### Your task
Put every line of the entries below into a JSON list of strings, one string per line, with blank lines left out.

### Listed entries
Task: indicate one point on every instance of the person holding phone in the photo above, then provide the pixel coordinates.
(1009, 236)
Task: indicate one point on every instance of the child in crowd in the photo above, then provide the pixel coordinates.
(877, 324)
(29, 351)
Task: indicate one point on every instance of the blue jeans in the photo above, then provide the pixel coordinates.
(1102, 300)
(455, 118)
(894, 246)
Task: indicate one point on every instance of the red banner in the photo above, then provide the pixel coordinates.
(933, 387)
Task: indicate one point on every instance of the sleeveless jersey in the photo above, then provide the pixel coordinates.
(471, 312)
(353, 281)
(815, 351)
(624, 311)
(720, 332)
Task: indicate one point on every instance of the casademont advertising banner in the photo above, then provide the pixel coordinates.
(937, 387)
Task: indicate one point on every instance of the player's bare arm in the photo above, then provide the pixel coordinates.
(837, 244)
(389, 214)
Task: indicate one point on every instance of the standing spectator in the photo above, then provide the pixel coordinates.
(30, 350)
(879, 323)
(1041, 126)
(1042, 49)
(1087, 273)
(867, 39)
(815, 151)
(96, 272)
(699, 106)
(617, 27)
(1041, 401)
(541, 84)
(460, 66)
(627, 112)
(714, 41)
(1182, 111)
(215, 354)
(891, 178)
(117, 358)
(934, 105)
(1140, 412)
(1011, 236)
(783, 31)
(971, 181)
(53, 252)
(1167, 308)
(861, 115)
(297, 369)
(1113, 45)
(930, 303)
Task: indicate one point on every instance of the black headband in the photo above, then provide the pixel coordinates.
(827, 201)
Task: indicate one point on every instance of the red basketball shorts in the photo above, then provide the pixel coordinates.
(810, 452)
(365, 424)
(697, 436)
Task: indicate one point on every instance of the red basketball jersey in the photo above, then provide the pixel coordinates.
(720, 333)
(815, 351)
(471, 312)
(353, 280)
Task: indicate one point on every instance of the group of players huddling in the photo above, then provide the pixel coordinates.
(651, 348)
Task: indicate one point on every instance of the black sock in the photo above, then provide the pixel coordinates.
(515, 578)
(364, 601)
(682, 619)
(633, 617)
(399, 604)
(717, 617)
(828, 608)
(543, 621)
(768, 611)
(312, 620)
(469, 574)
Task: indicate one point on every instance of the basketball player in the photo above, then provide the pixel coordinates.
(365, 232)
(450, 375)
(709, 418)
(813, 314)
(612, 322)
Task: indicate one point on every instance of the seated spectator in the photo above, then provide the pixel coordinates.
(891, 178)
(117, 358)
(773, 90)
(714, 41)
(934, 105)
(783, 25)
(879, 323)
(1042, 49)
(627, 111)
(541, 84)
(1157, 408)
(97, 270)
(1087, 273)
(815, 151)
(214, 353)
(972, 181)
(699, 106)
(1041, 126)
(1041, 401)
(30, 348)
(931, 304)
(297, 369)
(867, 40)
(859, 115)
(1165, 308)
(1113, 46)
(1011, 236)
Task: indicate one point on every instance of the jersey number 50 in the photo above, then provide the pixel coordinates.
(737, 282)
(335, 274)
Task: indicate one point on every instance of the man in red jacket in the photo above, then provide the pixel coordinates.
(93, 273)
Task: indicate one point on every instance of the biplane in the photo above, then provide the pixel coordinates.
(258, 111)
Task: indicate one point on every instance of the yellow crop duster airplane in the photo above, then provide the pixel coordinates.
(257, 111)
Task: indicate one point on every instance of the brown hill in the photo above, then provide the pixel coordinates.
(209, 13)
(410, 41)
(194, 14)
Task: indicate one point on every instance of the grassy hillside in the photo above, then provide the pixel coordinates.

### Response to the exercise
[
  "Task: indicate one point on every instance of the person holding phone in the photo above, then provide the pixel coordinates.",
  "(1009, 236)",
  "Task: indicate one point on every instance of the child in crowd in the photo above, then provide the pixel coordinates.",
  "(877, 324)",
  "(29, 351)",
  "Task: indicate one point on every instance of the blue jeans in the photo above, then provide the pixel coordinates.",
  "(1102, 300)",
  "(455, 118)",
  "(894, 246)",
  "Task: indicate one point on every instance of the red banner in the photo above, then provide the pixel coordinates.",
  "(933, 387)",
  "Task: indicate one point on every instance of the sleeveless jersey in the photo above, then provide the pixel coordinates.",
  "(471, 312)",
  "(353, 281)",
  "(815, 351)",
  "(624, 311)",
  "(720, 332)",
  "Task: indicate one point on every instance of the casademont advertising banner in the photo above, then provide the pixel coordinates.",
  "(937, 387)",
  "Task: indicate one point on every instance of the player's bare arm in the photo above, then provide the pixel coordinates.",
  "(837, 244)",
  "(389, 214)",
  "Task: indicate one point on every instance of the standing spectator in the photo above, then provide the pixel coordinates.",
  "(30, 350)",
  "(879, 323)",
  "(1041, 126)",
  "(1042, 49)",
  "(1087, 273)",
  "(867, 39)",
  "(815, 151)",
  "(96, 272)",
  "(699, 106)",
  "(617, 27)",
  "(1041, 401)",
  "(541, 84)",
  "(460, 66)",
  "(627, 112)",
  "(714, 41)",
  "(1182, 111)",
  "(215, 354)",
  "(891, 178)",
  "(117, 358)",
  "(934, 105)",
  "(1140, 412)",
  "(1011, 236)",
  "(783, 31)",
  "(971, 181)",
  "(53, 252)",
  "(1167, 308)",
  "(861, 115)",
  "(297, 369)",
  "(1113, 45)",
  "(930, 303)",
  "Task: indicate one point on every instance of the black headband in the photo above, then provide the pixel coordinates.",
  "(827, 201)",
  "Task: indicate one point on every instance of the red basketball shorts in the photo above, then provide the pixel coordinates.",
  "(810, 452)",
  "(365, 424)",
  "(697, 436)",
  "Task: indicate one point on every instance of the red basketball jersey in the photo above, then provide the pixel coordinates.",
  "(720, 333)",
  "(815, 351)",
  "(471, 312)",
  "(353, 280)",
  "Task: indicate one point on every instance of the group of players huddling in the photo above, then provide the pixel coordinates.",
  "(651, 348)",
  "Task: indicate one point on every instance of the black sock in the photo above, then provide the pixel coordinates.",
  "(515, 578)",
  "(364, 601)",
  "(682, 619)",
  "(633, 617)",
  "(399, 604)",
  "(717, 617)",
  "(828, 608)",
  "(543, 621)",
  "(768, 611)",
  "(312, 620)",
  "(469, 574)",
  "Task: indicate one point on every instance of the basketball player in the photo above, then provide the pixel coordinates.",
  "(365, 232)",
  "(450, 375)",
  "(709, 418)",
  "(813, 314)",
  "(612, 322)",
  "Task: indicate one point on every instance of the seated spectator in the photo above, then provide the pixel coordinates.",
  "(891, 178)",
  "(117, 358)",
  "(773, 90)",
  "(714, 41)",
  "(934, 105)",
  "(783, 25)",
  "(879, 323)",
  "(1042, 49)",
  "(627, 111)",
  "(541, 84)",
  "(1157, 408)",
  "(97, 270)",
  "(1087, 273)",
  "(815, 151)",
  "(214, 353)",
  "(972, 181)",
  "(699, 106)",
  "(1041, 126)",
  "(1041, 401)",
  "(30, 348)",
  "(931, 304)",
  "(297, 369)",
  "(867, 40)",
  "(859, 115)",
  "(1165, 308)",
  "(1113, 46)",
  "(1011, 236)",
  "Task: indicate one point on every instance of the jersey number 50 in the photo above, then provide the pixel coordinates.",
  "(737, 282)",
  "(335, 274)",
  "Task: indicate one point on every instance of the man in red jacket in the photo above, then provide the pixel coordinates.",
  "(93, 273)",
  "Task: indicate one point on every instance of the biplane in the photo above, then provide the pixel coordinates.",
  "(258, 111)",
  "Task: indicate one point on every instance of the yellow crop duster airplane in the photo above, then provide the pixel coordinates.",
  "(257, 111)",
  "Task: indicate one point on every instance of the brown hill in the photo above, then provide the pixel coordinates.",
  "(209, 13)",
  "(410, 41)",
  "(194, 14)",
  "Task: indicate one point on every instance of the grassy hillside in the photo above, then provide the pixel coordinates."
]